▶ **Problem to work on**
Taking the line that contains "In this photo, each instance of the blue" as the first and the final line of the records as the last, write out every line between them exactly, ends included, and nothing else.

--- Data shown Enclosed Below ---

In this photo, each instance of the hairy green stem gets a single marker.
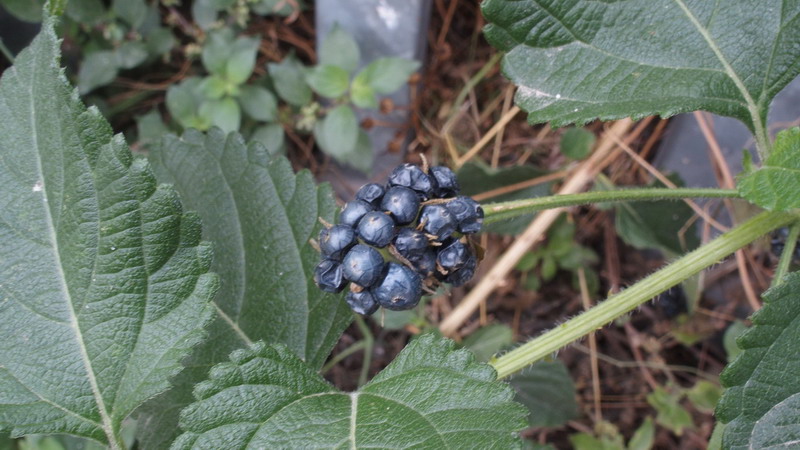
(627, 300)
(369, 342)
(495, 212)
(786, 255)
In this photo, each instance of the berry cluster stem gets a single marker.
(627, 300)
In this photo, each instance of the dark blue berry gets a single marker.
(445, 182)
(400, 288)
(362, 265)
(336, 240)
(438, 221)
(463, 274)
(362, 302)
(371, 193)
(403, 203)
(412, 177)
(376, 228)
(410, 243)
(353, 212)
(328, 276)
(453, 255)
(425, 264)
(468, 213)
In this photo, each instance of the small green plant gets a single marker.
(115, 306)
(286, 97)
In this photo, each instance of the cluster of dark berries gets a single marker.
(418, 222)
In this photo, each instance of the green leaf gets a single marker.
(430, 396)
(476, 178)
(26, 10)
(289, 79)
(131, 11)
(258, 103)
(547, 390)
(272, 137)
(578, 60)
(337, 132)
(97, 69)
(577, 143)
(660, 225)
(224, 113)
(339, 49)
(242, 59)
(131, 54)
(644, 436)
(386, 75)
(671, 414)
(105, 281)
(489, 340)
(732, 333)
(260, 216)
(762, 381)
(328, 81)
(775, 185)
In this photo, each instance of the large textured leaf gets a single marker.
(260, 216)
(429, 397)
(775, 185)
(761, 403)
(576, 60)
(103, 279)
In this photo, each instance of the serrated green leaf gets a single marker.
(258, 103)
(578, 60)
(476, 178)
(223, 113)
(547, 390)
(430, 396)
(577, 143)
(105, 283)
(386, 75)
(775, 185)
(97, 69)
(260, 215)
(337, 133)
(289, 79)
(328, 80)
(489, 340)
(339, 49)
(764, 375)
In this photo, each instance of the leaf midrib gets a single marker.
(107, 424)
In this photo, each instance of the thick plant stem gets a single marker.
(495, 212)
(786, 255)
(627, 300)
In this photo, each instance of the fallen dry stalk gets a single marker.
(535, 231)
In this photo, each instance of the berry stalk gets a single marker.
(627, 300)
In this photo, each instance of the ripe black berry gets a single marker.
(437, 221)
(445, 182)
(399, 289)
(371, 193)
(403, 203)
(336, 240)
(353, 211)
(376, 228)
(362, 302)
(328, 276)
(362, 265)
(412, 177)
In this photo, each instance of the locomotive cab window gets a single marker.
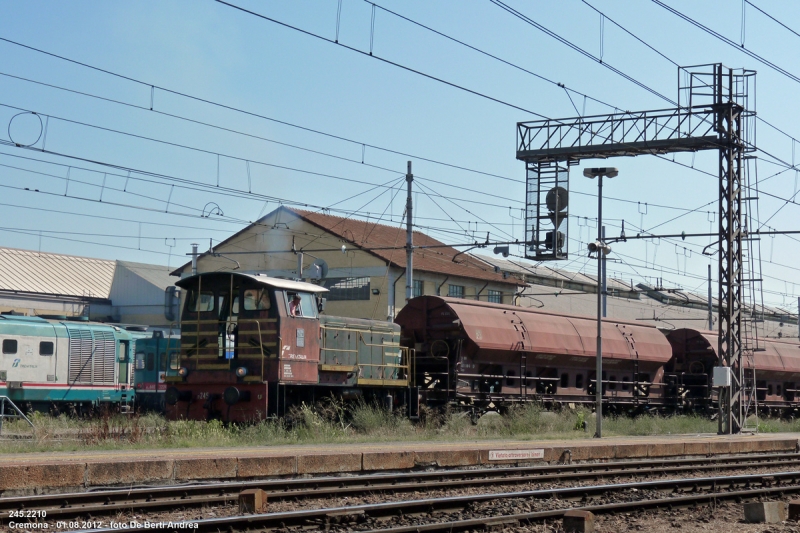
(301, 304)
(9, 346)
(139, 360)
(200, 302)
(256, 300)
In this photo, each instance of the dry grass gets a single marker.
(333, 422)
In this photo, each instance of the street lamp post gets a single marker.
(602, 250)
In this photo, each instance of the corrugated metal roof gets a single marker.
(48, 273)
(261, 280)
(158, 275)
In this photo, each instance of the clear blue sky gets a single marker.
(211, 51)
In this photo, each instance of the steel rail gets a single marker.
(359, 513)
(108, 501)
(516, 519)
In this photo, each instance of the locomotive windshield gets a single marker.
(302, 304)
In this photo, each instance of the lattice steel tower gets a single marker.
(715, 112)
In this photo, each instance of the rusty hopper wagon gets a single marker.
(480, 356)
(248, 352)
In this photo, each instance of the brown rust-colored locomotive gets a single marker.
(485, 355)
(251, 346)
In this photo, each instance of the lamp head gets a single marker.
(598, 246)
(502, 250)
(609, 172)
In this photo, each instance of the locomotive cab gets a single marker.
(242, 337)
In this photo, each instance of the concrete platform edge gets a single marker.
(61, 475)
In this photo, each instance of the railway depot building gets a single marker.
(361, 262)
(42, 283)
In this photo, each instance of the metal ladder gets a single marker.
(751, 277)
(8, 409)
(632, 347)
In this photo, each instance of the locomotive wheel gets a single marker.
(440, 348)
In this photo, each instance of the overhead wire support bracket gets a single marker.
(715, 112)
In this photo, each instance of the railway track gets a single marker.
(147, 499)
(471, 511)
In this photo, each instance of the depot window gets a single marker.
(455, 291)
(343, 289)
(419, 288)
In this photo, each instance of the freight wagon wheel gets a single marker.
(440, 348)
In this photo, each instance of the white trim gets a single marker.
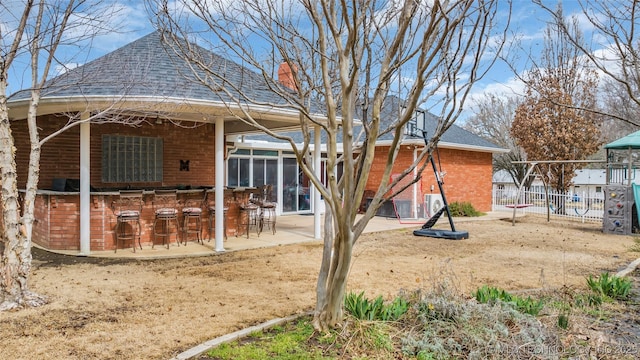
(85, 187)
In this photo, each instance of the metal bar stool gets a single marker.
(166, 213)
(211, 205)
(192, 215)
(249, 216)
(127, 210)
(267, 209)
(248, 210)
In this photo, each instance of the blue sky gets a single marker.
(528, 23)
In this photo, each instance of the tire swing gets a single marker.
(426, 229)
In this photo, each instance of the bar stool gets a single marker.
(248, 210)
(127, 210)
(192, 216)
(249, 217)
(211, 204)
(165, 203)
(267, 209)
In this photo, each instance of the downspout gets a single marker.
(220, 150)
(85, 186)
(317, 165)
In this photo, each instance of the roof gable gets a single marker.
(148, 67)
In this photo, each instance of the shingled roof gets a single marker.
(454, 137)
(148, 71)
(148, 67)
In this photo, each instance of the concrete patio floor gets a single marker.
(290, 229)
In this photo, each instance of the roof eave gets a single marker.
(18, 109)
(448, 145)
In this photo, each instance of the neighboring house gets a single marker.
(464, 157)
(180, 136)
(586, 183)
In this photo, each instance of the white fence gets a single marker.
(583, 206)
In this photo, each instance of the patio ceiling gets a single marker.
(273, 118)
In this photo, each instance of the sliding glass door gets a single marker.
(295, 190)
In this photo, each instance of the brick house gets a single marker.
(178, 133)
(465, 158)
(152, 125)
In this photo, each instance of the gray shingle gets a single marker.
(147, 67)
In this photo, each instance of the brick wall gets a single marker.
(467, 179)
(61, 159)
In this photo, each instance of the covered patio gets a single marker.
(143, 92)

--- End of Enclosed Data shown ---

▶ **Exercise result**
In this photo, each instance of the blue sky gets a single marker.
(528, 23)
In this photo, each instance of the tire swing gets a single marker.
(426, 229)
In this photo, each instance of the bar stool gets a single marker.
(248, 210)
(127, 210)
(192, 216)
(249, 217)
(211, 204)
(165, 203)
(267, 209)
In this photo, each instance of the downspout gets a single marker.
(220, 150)
(85, 186)
(317, 165)
In this photo, each instance of the roof gable gets a single marker.
(148, 67)
In this photo, each instance of the shingled roof gets a single marker.
(454, 137)
(148, 71)
(148, 67)
In this photo, each instance of the concrete patio floor gets a single marker.
(290, 229)
In this photo, each instance of the roof eave gets a single marker.
(18, 109)
(448, 145)
In this photo, each instance of the neighboring house gets a single marker.
(464, 157)
(180, 136)
(586, 183)
In this photo, each instance of the white fence gets a single marker.
(583, 206)
In this photo, each instance of the patio ceiling gets a single marker.
(273, 118)
In this photo, each instance of the sliding glass door gets a single marker.
(295, 190)
In this photo, each instance of the brick house gets a single marker.
(178, 133)
(465, 158)
(152, 125)
In this photo, each instance of the gray shingle gets a single marker.
(147, 67)
In this photo, each instance of the brick wall gets a single marker.
(467, 179)
(61, 159)
In this photo, each instance of the covered patio gets a single marker.
(143, 92)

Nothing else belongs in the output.